Exercise
The entries below are to be copied exactly, with nothing left out.

Excerpts from a dataset
- - -

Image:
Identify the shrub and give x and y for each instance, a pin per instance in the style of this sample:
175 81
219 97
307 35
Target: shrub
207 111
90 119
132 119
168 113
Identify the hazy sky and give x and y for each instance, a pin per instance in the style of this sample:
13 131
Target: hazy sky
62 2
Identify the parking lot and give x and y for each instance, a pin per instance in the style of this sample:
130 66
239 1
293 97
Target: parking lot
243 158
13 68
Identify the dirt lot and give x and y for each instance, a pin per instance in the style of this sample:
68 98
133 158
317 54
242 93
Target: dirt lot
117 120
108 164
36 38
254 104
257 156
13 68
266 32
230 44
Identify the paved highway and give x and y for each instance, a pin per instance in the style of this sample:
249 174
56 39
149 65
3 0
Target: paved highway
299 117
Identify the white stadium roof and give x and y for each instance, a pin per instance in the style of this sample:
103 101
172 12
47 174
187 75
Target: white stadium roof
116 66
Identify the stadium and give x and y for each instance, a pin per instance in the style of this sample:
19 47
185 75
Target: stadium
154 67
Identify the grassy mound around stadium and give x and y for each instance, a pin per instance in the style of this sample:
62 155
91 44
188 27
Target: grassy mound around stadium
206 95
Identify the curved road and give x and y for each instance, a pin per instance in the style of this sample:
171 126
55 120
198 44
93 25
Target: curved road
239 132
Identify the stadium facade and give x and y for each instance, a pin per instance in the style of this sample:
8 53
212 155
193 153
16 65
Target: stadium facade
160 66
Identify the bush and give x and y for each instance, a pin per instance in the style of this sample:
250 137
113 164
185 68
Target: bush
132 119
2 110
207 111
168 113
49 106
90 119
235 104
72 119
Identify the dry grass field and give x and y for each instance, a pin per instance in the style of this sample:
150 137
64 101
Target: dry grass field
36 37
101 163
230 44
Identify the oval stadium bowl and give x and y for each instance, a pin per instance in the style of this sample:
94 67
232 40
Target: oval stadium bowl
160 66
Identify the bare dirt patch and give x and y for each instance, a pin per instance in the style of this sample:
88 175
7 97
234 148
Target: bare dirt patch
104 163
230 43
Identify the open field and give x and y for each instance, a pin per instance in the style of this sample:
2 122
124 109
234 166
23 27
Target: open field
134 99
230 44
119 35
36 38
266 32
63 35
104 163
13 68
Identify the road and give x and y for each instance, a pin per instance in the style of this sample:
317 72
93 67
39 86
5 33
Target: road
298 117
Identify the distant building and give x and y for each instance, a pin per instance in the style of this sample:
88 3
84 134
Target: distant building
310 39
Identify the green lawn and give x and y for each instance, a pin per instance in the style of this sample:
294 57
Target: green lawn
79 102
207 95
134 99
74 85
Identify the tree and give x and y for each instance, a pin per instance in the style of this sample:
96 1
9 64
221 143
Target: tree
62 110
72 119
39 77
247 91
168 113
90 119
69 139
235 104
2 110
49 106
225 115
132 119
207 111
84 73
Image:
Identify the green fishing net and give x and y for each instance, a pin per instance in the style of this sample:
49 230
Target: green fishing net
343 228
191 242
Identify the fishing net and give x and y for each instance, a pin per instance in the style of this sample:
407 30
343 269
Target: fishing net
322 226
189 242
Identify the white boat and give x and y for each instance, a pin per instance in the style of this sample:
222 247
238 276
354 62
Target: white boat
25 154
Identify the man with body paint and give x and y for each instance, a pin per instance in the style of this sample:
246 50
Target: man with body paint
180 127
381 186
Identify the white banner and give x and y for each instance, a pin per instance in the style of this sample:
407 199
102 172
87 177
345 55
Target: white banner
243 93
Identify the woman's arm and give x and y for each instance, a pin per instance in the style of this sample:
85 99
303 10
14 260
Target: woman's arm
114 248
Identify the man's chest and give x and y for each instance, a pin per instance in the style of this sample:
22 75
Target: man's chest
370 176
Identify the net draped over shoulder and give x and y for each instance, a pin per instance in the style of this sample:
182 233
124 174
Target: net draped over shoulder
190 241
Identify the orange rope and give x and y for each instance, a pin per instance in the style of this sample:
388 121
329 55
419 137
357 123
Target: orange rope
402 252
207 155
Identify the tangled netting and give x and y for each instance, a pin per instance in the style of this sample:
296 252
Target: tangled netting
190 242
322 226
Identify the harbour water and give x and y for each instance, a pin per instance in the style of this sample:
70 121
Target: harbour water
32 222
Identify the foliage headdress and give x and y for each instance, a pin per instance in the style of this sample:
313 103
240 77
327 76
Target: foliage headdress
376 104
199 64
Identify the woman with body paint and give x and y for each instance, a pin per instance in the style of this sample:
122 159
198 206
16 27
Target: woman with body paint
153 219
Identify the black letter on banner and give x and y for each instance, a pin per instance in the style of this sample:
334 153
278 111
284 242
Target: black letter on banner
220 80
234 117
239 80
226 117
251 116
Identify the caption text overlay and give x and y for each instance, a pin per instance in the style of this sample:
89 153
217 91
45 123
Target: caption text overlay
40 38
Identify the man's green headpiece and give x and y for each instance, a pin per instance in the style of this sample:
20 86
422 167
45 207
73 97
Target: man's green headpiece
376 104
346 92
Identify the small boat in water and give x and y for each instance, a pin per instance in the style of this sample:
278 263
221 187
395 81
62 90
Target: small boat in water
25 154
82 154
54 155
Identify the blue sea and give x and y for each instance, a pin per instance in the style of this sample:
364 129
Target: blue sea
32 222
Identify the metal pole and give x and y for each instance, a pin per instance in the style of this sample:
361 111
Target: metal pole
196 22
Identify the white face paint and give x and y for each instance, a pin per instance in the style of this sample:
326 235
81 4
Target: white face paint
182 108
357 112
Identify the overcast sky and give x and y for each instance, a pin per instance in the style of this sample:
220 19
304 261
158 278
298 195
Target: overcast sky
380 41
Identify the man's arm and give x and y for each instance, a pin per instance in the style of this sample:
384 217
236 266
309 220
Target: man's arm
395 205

- - -

Exercise result
Image:
Identify the shrub and give x and y for each instance, a pin per instance in the style of this sample:
175 81
219 97
307 35
Target: shrub
207 111
90 119
132 119
168 113
Identify the hazy sky and give x and y for each instance, a pin per instance in the style of this sample:
13 131
Target: hazy sky
62 2
Identify the parking lot and give x and y for each instance, a pin per instance in the style of this sample:
130 66
239 1
293 97
Target: parking lot
243 158
13 68
Identify the dirt lot and give x and y for each instance, a pin per instance in the style of this sample:
68 98
133 158
317 54
242 93
Target: dirt lot
117 120
108 164
36 38
254 104
257 156
13 68
266 32
230 44
Identify the paved highway and give x and y for each instance, a pin per instance in the style of this sample:
249 174
56 39
149 65
3 0
Target: paved highway
299 117
Identify the white stadium roof and give x and y for each instance, a pin per instance in the style of this sample:
103 101
172 12
47 174
187 75
Target: white stadium roof
116 66
Identify the stadium and give x and y for each instance, a pin per instance in the style of this sample:
19 47
185 75
Target: stadium
154 67
Identify the grassy mound around stadium and give x and y for each instance, a pin per instance in the style of this sample:
62 155
91 44
188 27
Target: grassy mound around stadium
206 95
Identify the curved road and give x and y for each instance, a pin per instance in the style of this sample:
171 126
55 120
198 44
93 25
Target: curved road
239 132
Identify the stadium facade and give x and y for each instance, a pin per instance in the style of this sample:
8 53
212 155
193 153
16 65
Target: stadium facade
160 66
Identify the bush and give x and y for each instance, a pin per instance in the style of this sample:
250 137
113 164
185 68
Target: bush
132 119
2 110
207 111
168 113
49 106
90 119
235 104
72 119
Identify the dry grass field and give x and y for each instance, a pin per instance in the style of this sample:
150 137
64 101
Target: dry grass field
36 37
101 163
230 44
Identify the oval stadium bowl and give x and y for each instance, a pin per instance in the style of this sample:
94 67
232 40
Target: oval stadium bowl
160 66
Identify the bare dirt patch and give x and y for each instance, a pin per instance in the style of this sample:
88 175
7 97
234 148
Target: bare dirt patch
104 163
230 43
Identify the open field and give x and y for each instance, a pin per instance in the style of this sample:
2 122
124 109
234 166
23 27
Target: open field
134 99
230 44
119 35
36 38
266 32
63 35
104 163
13 68
Identify the road and give x and y for each instance, a pin per instance in the style of this sample:
317 72
93 67
39 86
5 33
Target: road
298 117
Identify the distant building and give x and y for each instance, a pin per instance in the style of this sample:
88 3
84 134
Target: distant building
310 39
Identify the green lawn and give x and y for each instance, a pin per instance in the style of this sample:
294 57
Target: green lawn
79 102
207 95
134 99
74 85
Identify the tree and give x and y for each instance, a pin per instance in the style of this sample:
96 1
9 64
221 143
Target: tree
62 110
72 119
39 77
247 91
168 113
90 119
69 139
235 104
2 110
49 106
225 115
132 119
207 111
84 73
Image:
Identify the green fishing net and give x and y for each instance, a pin per instance in the style of this sample:
49 230
Target: green fishing net
343 228
191 242
Identify the fishing net and give x and y for each instance, a pin per instance in the style of this sample:
407 30
343 269
Target: fishing net
322 226
189 242
Identify the white boat and give x and y for each instance, a pin per instance in the style of this sample:
222 247
238 276
354 62
Target: white boat
25 154
Identify the man with body paint and give x and y for each instance, a pin per instance in the style of this sample:
246 50
Target: man with body paint
180 127
381 186
Identify the white banner and give x and y for each instance, a pin per instance in the style of this sample:
407 199
102 172
87 177
345 55
Target: white banner
243 93
Identify the woman's arm and give x and y for each instance, a pin per instance in the style of this sample:
85 99
303 10
14 260
Target: woman's arm
114 248
Identify the man's chest and give x and y for each instance, a pin per instance in the style of this sample:
22 75
Target: man's chest
370 176
Identify the net draped over shoulder and give x and y for each instance, a pin per instance in the style of this sample:
182 233
124 174
Target: net draped over shoulder
190 241
Identify the orange rope and give x and y for each instance, a pin per instance in the style of this sample:
388 121
329 55
419 137
357 123
Target: orange rope
402 252
207 155
Identify the tangled netting and give x and y for each instance, a pin per instance in the style of this sample:
296 252
Target: tangled netting
190 242
322 226
Identify the harbour water and give x and y for each instance, a pin per instance in the style of this sample:
70 121
Target: harbour water
32 222
Identify the foliage headdress and give x and y for each instance, a pin per instance in the style of this sample:
313 103
240 77
327 76
Target: foliage headdress
376 104
199 64
Identify the woman with body paint and give x and y for each instance, a pin per instance in the style of this sample:
122 159
198 206
16 27
Target: woman with body paint
153 219
Identify the black letter on banner and give x and y for each instance, a pin per instance in the style of this sample:
334 153
278 111
284 242
Target: black letter on banner
220 80
234 117
239 80
226 117
251 116
Identify the caption text overlay and give x and y for each instance, a pin per instance in the style of this sample:
89 153
217 91
45 123
Target: caption text overlay
40 38
Identify the man's green headpiece and give x and y for each instance, a pin per instance in the style of this sample:
20 86
422 167
45 207
73 97
Target: man's green headpiece
376 104
346 92
Identify the small boat in water and give x and y for each instance, a pin per instance in the style of this sample:
278 263
221 187
395 81
62 90
Target: small boat in water
25 154
82 154
54 155
Identify the blue sea and give x and y for each instance, a pin per instance in the style of this sample:
364 129
Target: blue sea
32 222
Identify the metal pole and give x and y for each instance, a pin per instance in the style of this sample:
361 111
Target: metal pole
196 22
Identify the white face paint and give x and y for each instance, a pin per instance in the style of this sample:
326 235
81 4
Target: white face paint
182 108
357 112
Identify the overcast sky and give x and y for each instance, a pin per instance in the style of this sample:
220 19
304 261
158 278
298 195
Target: overcast sky
380 41
Identify the man's arm and give x and y for each instance, a pin per instance in the style of this sample:
384 217
236 266
309 220
Target: man's arm
395 205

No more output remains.